» **YOUR GOAL**: Rewrite the listing from the line containing "Expected: one point per instance of the windshield in" through the end of the listing, both included, keeping every request and its sample coordinates unchanged. Scale each answer coordinate by 0.7 and round it to a whole number, with halves rounding up.

» **EXTRACTED ENTRIES**:
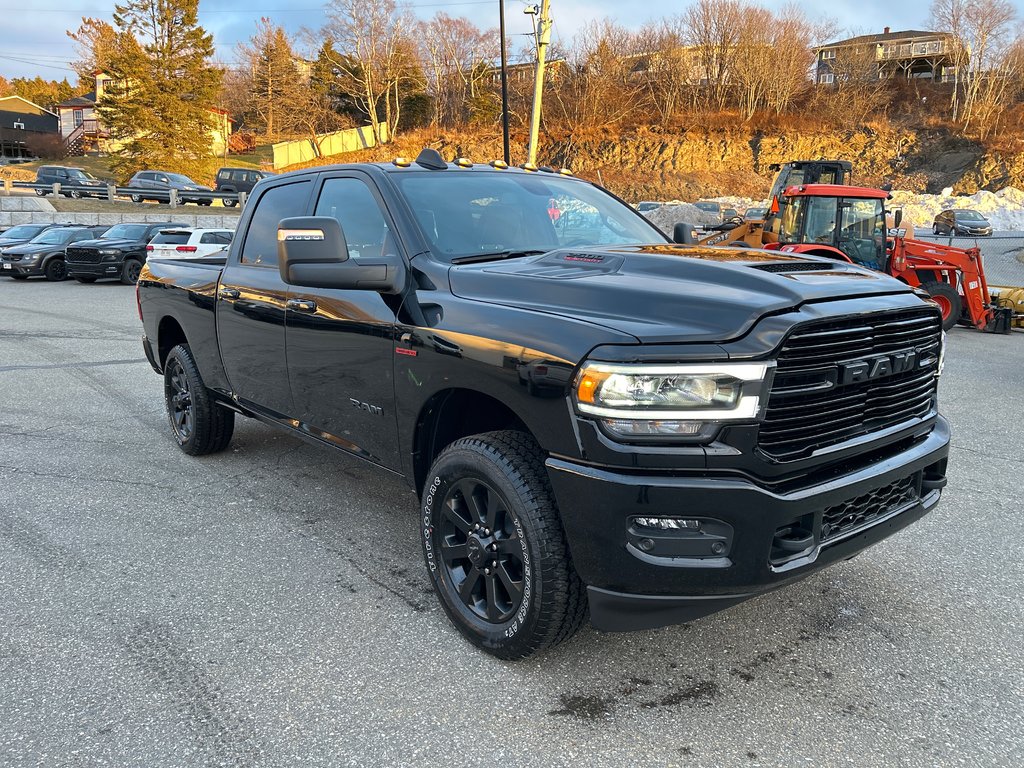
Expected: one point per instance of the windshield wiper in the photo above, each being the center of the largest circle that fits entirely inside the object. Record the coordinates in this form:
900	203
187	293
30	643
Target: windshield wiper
496	256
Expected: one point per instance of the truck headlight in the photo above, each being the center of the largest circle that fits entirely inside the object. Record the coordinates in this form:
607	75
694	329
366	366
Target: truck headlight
636	400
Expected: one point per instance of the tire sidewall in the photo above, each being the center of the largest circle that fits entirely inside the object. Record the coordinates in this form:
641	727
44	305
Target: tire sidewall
508	637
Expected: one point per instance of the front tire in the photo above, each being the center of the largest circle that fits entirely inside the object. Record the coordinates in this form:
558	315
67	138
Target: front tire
495	547
130	271
948	300
200	426
55	270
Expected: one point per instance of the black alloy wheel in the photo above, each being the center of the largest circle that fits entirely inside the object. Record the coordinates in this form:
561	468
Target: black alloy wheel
55	270
495	548
199	424
180	409
480	550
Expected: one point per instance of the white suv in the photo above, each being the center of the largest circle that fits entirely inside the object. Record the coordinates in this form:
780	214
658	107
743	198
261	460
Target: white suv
187	243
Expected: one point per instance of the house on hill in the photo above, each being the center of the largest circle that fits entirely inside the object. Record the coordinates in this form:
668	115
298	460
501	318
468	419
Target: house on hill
911	53
83	131
25	127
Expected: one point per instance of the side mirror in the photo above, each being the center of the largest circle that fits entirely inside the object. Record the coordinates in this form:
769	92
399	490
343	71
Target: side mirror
312	252
683	233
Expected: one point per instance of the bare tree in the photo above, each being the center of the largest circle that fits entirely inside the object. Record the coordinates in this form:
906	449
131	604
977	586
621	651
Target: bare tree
981	39
714	35
377	60
456	56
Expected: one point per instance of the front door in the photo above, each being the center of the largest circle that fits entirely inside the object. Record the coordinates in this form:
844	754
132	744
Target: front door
340	342
251	304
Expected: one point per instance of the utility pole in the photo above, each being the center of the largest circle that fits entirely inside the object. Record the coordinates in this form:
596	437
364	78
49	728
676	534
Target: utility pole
505	85
543	36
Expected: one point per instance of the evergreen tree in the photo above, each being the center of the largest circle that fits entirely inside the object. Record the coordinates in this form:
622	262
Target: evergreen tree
163	87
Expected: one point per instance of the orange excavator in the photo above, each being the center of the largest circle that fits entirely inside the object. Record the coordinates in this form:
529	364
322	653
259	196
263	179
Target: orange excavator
850	223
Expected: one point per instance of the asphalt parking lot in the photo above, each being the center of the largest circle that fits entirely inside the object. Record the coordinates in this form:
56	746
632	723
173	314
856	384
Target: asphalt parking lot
268	605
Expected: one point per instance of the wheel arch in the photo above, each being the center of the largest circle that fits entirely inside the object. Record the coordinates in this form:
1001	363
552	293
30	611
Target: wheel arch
454	413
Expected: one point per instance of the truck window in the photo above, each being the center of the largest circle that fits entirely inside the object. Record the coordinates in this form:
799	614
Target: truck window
350	201
260	247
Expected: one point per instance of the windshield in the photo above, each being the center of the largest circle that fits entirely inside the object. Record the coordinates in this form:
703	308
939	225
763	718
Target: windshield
53	237
24	231
969	216
125	231
466	214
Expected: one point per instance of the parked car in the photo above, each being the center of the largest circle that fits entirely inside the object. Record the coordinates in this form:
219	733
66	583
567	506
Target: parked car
162	182
239	179
44	254
962	221
187	243
714	210
118	254
22	233
70	177
674	457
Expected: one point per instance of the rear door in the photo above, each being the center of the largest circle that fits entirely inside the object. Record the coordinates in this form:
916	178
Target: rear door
251	301
341	342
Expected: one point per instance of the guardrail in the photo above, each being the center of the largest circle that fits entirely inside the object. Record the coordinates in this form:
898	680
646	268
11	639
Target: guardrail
174	198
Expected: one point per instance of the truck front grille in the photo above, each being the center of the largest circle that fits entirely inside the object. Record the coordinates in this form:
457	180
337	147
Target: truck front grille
82	256
832	383
868	509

» **ANSWER TO THIS EXERCISE**:
Expected: one point per instance of the windshield in the photo above, each being the center of the largest circle that fits entirely inside the object. Record the coordinates in this form:
703	308
939	225
763	718
Target: windshield
37	166
17	162
678	151
88	162
326	150
Expected: one point per instance of the parked car in the photo above, each being the center of the largest circle that fits entirely inside the object. Record the coordinates in this form:
219	733
66	583
567	506
Target: parked car
113	127
167	125
31	178
673	155
131	170
500	147
83	178
15	163
49	124
472	320
Expected: one point per instance of the rear door in the photo above, each being the center of the largest circle that fits entirely inside the object. Record the coordinates in this form:
916	178
Target: rear door
176	211
239	239
Expected: one point per instance of the guardrail in the photo above, each being the center of the largest circle that fits entirely inside the object. Record the coordinates in this form:
898	680
646	268
11	639
Target: guardrail
122	139
Expected: one point per instance of the truck front grille in the photo above, each being the center of the largest circle that fits entirely inside the object. Record the coordinates in this form:
457	180
337	147
Target: truck front grille
57	179
582	268
608	356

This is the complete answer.